In the data below, how many lines include the string "runner"? Give only the number.

Source records:
----------
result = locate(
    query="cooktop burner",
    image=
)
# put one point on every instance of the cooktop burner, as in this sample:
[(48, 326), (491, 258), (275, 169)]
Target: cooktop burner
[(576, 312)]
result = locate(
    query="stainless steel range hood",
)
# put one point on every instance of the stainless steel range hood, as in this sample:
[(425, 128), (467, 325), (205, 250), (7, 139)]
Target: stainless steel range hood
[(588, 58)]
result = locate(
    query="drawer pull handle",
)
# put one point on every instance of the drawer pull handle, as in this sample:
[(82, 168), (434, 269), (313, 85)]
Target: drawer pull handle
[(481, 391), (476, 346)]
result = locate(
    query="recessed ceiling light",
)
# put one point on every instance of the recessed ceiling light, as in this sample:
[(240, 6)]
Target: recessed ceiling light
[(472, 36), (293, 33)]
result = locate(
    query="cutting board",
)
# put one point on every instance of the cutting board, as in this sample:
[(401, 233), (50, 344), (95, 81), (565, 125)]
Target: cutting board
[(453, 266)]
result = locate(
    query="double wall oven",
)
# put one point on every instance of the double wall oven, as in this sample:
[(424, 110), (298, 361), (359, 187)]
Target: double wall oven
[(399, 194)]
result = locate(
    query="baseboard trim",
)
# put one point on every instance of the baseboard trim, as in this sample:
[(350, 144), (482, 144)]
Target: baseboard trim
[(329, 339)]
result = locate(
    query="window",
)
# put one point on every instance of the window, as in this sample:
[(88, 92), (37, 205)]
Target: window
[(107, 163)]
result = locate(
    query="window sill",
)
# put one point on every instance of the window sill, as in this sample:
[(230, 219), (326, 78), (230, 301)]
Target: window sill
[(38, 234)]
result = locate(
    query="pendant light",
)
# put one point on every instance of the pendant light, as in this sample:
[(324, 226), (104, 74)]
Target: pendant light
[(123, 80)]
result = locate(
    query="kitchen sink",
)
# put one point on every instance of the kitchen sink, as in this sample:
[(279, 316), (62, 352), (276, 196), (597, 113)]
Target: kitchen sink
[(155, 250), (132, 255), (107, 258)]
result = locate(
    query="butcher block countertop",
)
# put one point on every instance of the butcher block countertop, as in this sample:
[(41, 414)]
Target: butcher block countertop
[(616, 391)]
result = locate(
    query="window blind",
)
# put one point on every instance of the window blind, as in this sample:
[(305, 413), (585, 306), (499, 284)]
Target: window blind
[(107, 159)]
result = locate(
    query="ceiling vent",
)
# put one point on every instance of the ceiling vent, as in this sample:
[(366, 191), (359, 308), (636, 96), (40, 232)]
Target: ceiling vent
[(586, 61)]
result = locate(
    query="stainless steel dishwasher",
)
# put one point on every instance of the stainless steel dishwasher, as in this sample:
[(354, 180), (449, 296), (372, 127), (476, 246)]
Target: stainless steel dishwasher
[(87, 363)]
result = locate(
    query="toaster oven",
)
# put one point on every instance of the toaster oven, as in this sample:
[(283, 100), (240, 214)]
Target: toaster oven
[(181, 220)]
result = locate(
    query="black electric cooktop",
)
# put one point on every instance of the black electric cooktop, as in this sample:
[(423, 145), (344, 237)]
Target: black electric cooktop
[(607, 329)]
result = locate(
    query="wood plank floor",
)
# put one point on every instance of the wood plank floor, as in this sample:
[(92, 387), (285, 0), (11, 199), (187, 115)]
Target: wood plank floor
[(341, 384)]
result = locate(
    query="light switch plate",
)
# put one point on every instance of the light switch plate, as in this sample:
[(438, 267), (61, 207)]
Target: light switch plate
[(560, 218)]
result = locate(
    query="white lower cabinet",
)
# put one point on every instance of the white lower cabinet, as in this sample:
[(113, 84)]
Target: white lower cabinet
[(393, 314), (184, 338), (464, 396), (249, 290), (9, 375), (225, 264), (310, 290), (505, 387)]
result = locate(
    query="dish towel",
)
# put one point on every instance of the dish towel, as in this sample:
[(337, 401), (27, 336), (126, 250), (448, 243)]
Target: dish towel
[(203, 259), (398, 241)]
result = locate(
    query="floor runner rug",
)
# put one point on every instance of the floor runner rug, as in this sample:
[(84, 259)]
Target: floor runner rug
----------
▶ Response below
3